- Prompt
Your answer should consist of every line from the records that holds the string "mask".
= = = =
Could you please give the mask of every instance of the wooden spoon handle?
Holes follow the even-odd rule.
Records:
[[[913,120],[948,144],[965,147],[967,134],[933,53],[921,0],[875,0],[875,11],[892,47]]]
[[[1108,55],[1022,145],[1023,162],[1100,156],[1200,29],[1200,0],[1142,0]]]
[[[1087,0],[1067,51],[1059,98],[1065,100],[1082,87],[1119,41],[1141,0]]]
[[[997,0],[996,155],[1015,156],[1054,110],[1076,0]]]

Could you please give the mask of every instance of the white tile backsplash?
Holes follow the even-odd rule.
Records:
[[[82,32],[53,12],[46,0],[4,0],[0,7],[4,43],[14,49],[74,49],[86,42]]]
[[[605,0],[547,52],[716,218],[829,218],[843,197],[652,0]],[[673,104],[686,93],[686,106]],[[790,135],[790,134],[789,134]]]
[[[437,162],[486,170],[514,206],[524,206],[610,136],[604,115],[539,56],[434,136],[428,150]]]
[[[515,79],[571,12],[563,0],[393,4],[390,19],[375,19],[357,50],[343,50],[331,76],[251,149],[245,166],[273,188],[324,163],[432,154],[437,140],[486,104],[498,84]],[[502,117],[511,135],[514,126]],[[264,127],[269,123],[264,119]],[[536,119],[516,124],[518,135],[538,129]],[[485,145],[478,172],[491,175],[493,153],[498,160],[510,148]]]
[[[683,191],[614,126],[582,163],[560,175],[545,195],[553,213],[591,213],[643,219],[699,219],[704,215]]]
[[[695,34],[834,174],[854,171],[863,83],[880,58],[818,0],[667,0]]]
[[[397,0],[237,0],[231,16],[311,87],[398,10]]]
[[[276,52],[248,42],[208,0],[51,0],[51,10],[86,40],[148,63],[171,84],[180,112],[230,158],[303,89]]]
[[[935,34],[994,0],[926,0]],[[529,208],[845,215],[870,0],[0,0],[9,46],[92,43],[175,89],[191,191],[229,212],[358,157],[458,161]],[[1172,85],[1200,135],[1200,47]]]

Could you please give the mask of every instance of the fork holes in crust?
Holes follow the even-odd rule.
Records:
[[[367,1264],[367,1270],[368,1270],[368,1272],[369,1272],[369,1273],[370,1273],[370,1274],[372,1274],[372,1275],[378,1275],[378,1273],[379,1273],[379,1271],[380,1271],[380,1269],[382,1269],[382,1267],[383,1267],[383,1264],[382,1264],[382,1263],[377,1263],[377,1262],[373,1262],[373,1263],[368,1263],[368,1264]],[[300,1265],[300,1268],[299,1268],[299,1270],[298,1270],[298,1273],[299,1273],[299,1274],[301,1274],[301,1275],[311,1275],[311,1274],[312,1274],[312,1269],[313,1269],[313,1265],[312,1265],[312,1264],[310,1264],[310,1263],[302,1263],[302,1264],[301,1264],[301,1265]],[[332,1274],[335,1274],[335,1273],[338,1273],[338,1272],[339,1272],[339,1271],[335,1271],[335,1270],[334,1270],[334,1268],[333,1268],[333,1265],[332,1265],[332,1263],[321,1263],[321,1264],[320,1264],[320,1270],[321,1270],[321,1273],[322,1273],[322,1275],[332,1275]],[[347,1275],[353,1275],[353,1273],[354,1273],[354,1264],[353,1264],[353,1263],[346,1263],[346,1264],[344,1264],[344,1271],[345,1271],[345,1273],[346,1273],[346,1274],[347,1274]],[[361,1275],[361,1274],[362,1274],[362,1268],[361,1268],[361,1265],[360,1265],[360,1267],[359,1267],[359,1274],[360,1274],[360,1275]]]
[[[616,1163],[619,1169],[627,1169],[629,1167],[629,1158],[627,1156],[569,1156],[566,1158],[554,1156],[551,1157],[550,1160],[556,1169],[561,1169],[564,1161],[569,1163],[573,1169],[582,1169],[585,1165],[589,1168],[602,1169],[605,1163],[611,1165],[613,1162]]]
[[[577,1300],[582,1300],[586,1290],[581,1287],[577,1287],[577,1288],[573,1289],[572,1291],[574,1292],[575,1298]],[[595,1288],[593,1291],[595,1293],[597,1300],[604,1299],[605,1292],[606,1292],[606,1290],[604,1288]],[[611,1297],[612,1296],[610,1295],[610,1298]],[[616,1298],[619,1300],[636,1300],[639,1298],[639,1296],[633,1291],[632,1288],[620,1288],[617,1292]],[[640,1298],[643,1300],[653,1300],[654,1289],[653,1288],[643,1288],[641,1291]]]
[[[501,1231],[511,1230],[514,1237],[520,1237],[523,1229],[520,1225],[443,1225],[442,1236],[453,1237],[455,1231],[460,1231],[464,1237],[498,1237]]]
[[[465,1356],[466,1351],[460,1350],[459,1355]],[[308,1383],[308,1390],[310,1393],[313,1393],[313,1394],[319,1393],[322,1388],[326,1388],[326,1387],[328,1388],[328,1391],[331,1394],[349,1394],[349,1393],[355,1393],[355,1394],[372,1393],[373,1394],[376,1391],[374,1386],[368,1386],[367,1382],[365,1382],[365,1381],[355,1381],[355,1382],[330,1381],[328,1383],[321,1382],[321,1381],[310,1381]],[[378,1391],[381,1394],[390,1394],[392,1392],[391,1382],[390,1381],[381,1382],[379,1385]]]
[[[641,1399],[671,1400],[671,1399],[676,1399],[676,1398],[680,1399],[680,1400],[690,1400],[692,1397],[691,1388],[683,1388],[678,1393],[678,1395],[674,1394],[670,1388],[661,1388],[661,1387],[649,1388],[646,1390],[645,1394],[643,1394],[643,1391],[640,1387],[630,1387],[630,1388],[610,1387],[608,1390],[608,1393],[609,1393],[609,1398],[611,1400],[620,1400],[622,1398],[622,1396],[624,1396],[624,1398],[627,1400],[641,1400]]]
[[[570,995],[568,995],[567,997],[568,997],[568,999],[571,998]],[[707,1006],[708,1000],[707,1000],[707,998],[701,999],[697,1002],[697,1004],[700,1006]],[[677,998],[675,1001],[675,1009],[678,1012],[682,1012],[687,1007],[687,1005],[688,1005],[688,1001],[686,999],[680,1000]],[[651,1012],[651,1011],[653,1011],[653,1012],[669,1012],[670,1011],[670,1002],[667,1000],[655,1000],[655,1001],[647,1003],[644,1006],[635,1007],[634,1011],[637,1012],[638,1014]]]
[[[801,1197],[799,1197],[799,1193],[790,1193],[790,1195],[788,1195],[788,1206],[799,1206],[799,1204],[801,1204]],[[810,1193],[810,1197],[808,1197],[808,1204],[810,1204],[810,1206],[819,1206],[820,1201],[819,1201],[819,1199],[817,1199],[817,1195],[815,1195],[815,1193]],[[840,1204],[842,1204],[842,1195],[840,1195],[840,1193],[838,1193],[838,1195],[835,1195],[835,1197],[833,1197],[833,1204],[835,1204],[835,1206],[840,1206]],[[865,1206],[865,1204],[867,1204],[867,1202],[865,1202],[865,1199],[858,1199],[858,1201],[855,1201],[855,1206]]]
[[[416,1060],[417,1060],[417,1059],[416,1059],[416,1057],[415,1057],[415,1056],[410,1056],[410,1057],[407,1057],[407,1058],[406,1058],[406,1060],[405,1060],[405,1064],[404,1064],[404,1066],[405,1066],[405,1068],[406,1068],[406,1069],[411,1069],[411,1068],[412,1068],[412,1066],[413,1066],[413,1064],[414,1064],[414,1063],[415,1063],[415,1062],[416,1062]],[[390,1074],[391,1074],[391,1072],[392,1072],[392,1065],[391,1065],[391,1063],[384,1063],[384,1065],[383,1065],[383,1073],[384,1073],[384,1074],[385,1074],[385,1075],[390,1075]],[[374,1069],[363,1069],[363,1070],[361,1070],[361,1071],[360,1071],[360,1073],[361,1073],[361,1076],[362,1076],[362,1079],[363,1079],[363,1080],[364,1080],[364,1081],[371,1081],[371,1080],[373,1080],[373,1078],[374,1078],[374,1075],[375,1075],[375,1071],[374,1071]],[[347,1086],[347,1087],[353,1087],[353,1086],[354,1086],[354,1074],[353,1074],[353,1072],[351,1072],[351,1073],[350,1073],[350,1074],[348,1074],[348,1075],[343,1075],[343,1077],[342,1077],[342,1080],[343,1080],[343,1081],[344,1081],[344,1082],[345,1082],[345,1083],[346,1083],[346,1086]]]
= = = =
- Problem solution
Could you please give the mask of every instance of the wooden spoon handle?
Could you please give the mask of every instance of the white tile backsplash?
Could you please give the mask of every instance of the fork holes in crust?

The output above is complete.